>> START Items
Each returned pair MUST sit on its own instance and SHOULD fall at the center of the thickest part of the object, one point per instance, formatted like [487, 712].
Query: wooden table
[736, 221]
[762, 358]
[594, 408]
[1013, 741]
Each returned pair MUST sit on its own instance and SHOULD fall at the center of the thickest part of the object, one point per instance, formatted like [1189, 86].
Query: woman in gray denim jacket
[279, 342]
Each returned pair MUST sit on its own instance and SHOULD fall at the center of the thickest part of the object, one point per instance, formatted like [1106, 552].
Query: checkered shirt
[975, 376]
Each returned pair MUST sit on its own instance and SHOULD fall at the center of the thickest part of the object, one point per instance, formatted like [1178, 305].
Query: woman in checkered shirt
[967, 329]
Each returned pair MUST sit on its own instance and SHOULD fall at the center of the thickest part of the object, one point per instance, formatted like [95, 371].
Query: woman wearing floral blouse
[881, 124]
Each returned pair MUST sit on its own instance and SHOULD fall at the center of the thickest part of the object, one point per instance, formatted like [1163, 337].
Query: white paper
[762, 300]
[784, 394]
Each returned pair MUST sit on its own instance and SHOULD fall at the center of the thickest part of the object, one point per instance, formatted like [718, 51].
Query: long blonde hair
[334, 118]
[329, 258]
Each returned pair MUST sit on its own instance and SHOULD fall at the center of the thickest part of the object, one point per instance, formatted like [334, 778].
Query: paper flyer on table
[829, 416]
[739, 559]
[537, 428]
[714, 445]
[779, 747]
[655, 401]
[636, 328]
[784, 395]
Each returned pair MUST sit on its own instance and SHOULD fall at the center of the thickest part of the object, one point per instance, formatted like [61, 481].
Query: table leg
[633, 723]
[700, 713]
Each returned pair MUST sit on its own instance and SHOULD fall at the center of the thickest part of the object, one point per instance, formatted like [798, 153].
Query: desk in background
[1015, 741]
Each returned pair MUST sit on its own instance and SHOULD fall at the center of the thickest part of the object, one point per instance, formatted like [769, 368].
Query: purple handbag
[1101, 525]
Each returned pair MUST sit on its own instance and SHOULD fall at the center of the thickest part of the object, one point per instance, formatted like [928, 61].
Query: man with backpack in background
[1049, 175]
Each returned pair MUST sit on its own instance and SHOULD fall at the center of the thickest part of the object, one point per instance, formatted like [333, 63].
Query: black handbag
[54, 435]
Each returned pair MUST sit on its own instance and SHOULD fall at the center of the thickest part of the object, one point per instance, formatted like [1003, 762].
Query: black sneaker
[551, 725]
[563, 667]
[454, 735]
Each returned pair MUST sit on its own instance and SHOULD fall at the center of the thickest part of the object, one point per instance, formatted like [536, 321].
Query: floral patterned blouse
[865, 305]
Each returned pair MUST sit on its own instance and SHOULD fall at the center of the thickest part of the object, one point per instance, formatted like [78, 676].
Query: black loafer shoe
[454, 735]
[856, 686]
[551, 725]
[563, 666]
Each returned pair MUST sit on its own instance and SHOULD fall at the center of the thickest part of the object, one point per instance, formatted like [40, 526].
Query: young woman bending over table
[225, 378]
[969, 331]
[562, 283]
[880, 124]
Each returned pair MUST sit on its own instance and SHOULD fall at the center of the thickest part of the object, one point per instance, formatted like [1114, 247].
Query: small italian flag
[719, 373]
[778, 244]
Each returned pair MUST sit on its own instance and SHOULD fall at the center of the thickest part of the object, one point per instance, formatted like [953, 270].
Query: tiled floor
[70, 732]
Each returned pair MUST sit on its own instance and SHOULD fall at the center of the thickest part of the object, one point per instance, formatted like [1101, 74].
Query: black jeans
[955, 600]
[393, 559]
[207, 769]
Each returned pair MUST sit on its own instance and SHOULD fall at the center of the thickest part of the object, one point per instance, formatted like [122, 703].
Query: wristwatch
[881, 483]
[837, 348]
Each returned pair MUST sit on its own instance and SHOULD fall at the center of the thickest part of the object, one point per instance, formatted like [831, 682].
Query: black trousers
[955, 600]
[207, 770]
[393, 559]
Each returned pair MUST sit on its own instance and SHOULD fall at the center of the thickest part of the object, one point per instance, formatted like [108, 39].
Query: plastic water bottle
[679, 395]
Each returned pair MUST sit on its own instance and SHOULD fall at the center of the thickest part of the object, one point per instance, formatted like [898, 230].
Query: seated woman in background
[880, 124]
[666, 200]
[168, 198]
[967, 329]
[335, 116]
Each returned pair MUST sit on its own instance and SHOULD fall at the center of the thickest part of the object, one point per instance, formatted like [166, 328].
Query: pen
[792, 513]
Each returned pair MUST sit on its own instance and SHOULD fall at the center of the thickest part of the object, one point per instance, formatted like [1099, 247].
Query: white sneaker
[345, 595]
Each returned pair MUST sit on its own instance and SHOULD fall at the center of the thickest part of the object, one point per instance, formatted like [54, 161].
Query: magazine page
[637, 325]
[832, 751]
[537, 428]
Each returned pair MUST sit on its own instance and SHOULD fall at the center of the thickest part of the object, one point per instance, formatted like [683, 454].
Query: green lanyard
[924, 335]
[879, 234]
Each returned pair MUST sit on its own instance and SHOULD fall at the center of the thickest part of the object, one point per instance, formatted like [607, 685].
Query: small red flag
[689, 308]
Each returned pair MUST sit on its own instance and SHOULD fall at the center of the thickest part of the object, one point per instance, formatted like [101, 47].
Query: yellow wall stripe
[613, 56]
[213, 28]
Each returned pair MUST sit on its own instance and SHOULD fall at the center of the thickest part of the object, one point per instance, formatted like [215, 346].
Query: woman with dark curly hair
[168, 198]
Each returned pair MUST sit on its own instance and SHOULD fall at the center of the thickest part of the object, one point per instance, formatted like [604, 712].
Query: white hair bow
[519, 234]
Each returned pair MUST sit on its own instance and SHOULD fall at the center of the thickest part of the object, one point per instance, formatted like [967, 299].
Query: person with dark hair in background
>> END Items
Write the listing out again, exactly as shown above.

• **Solution to the exercise**:
Each returned pair MUST sit on its own instance and SHOULD fall at the center of the thickest part of the object, one point per instance, formatted like [487, 712].
Query: wooden table
[736, 221]
[762, 358]
[594, 408]
[1013, 741]
Each returned pair MUST sit on its own instance and SHOULD fall at the center of the thickest part of the object, one point per instance, formatted like [1189, 86].
Query: woman in gray denim jacket
[279, 342]
Each returned pair MUST sit on its own instance and SHOULD fall at the center of the thickest part of the object, one point per instance, formatted like [1106, 552].
Query: checkered shirt
[975, 376]
Each returned pair MUST sit on its own instance and SHOULD fall at the center of the thickest part of the object, one point per instance, formatted like [1178, 305].
Query: woman in checkered shirt
[967, 329]
Each returned pair MUST sit on its own instance and SHOULD fall at the center of the thickest part of the object, one point per instance, formatted like [95, 371].
Query: woman wearing floral blouse
[881, 124]
Each returned pair MUST sit on its own instance and SHOULD fall at the center of the thickest part of the object, one point per instance, formatted like [1163, 337].
Query: white paper
[762, 300]
[784, 394]
Each returned pair MUST sit on its own instance and SHOULD fall at the center of the thickest part of the object, one point per instance, formatted like [718, 51].
Query: long blonde hair
[334, 118]
[329, 258]
Each returned pair MUST sit on its own instance and SHOULD fall at the center of the thickest part of the object, one point per instance, formatted like [334, 778].
Query: paper flyer on table
[829, 416]
[739, 559]
[537, 428]
[714, 445]
[779, 747]
[655, 401]
[636, 328]
[784, 395]
Each returned pair MUST sit on its own instance and SHOULD fall at the center of the thickest part of the object, one point per instance, formatted like [61, 481].
Query: table leg
[633, 723]
[700, 713]
Each returned pair MUST sit on its own instance and SHOULD fall at the center of the thickest part of the object, one point per instance, formatted like [798, 153].
Query: desk in background
[1015, 741]
Each returned pair MUST sit on its own instance and SHOULD fall at the center of the thickest part of the object, one point per instance, formatted like [769, 368].
Query: purple handbag
[1101, 525]
Each returned pair MUST sit on its own instance and SHOULD fall at the center of the thickest part of the object, one point per instance, formatted like [928, 61].
Query: man with backpack in background
[1049, 175]
Each returned pair MUST sit on its own instance and SHOULD fall at the center of the thickest part of the object, one point per instance, formatted like [333, 63].
Query: black handbag
[54, 435]
Each returned pair MUST sit on its own instance and SHOULD fall at the center of the thickest part of the object, one point per instance, formatted like [1003, 762].
Query: black sneaker
[551, 725]
[563, 667]
[454, 735]
Each returned pair MUST sit on its own instance and SHOULD fall at the center of the thickest part of the object, one point per instance, formatted like [536, 321].
Query: floral patterned blouse
[865, 305]
Each returned pair MUST sit on its own instance and SHOULD fall at the center of the thickest part of the object, one point per instance, formatted like [78, 676].
Query: black loafer shoe
[454, 735]
[856, 686]
[551, 725]
[563, 666]
Each returned pair MUST sit on its own instance and SHOULD fall at the center of the thickest part of the object, one point per instance, formatted like [40, 526].
Query: young woman bending over table
[225, 378]
[969, 331]
[562, 283]
[880, 124]
Each returned pair MUST sit on its own instance and SHOULD fall at the center of the thickest part of the object, one point per instance, formatted like [1114, 247].
Query: small italian flag
[719, 373]
[778, 244]
Each returned pair MUST sit on its own instance and SHOULD fall at the center of the thickest part of the object, one point per instance, formatted like [953, 270].
Query: tiled floor
[70, 732]
Each returned pair MUST sit on its own instance and SHOULD fall at the center of the thickest part of the object, one point per instance, formatted like [1101, 74].
Query: black jeans
[955, 600]
[393, 559]
[207, 769]
Each returned pair MUST sit on its own instance and SHOULD fall at the center of the thickest part of the object, one point per instance, formatted like [122, 703].
Query: wristwatch
[881, 483]
[837, 348]
Each returned pair MUST sit on its own instance and SHOULD fall at the center of the thickest part of the object, one point per instance, formatted like [831, 682].
Query: black trousers
[955, 600]
[207, 770]
[393, 559]
Each returned pair MUST sit on its own instance and SHOULD fall at the center of the thickest part of the object, one point per instance, formatted like [108, 39].
Query: plastic water bottle
[679, 395]
Each returned pair MUST sit on its own instance and SHOULD fall at the center of the thickest part of the object, one point per instance, formatted like [898, 230].
Query: seated woman in background
[880, 124]
[666, 200]
[168, 198]
[967, 329]
[335, 116]
Each returned pair MUST sit on its own instance and SHOULD fall at the center of the thickest part of the object, one point per instance, formatted like [166, 328].
Query: pen
[792, 513]
Each returned pair MUST sit on its own instance and SHOULD fall at the center of the thickest part of the object, one point per instance, formatted like [1099, 247].
Query: white sneaker
[345, 595]
Each returned pair MUST sit on its own instance and SHOULD fall at the center of the thickest part of the object, one point per instance, formatted like [54, 161].
Query: magazine page
[637, 325]
[832, 751]
[537, 428]
Each returned pair MUST sit on its own instance and SHOULD fall at the center of the thickest part of the object, one point per instance, formatted like [683, 454].
Query: green lanyard
[924, 335]
[879, 234]
Each returned pair MUST sit on its own instance and SHOULD fall at the center of the thickest part of the object, one point per instance, formatted like [607, 685].
Query: small red flag
[689, 308]
Each returned pair MUST sit on its own instance and SHOULD fall at the center of the thickest part of the object, one point per instance, formatted like [101, 47].
Query: yellow wall stripe
[613, 56]
[213, 28]
Each returned pair MUST sit on its own instance and SHOULD fall at the center of the thickest part of the object, one point per instance, formatted like [215, 346].
Query: woman with dark curly hair
[168, 198]
Each returned pair MUST sit on its own instance and SHOULD fall at the center of the thickest part of the object, one point per instance, formatted like [604, 712].
Query: white hair bow
[519, 234]
Each returned pair MUST sit on its own instance and SHOULD fall at the center of the thickest part of the object, one point per instance, formatted like [967, 299].
Query: person with dark hair in background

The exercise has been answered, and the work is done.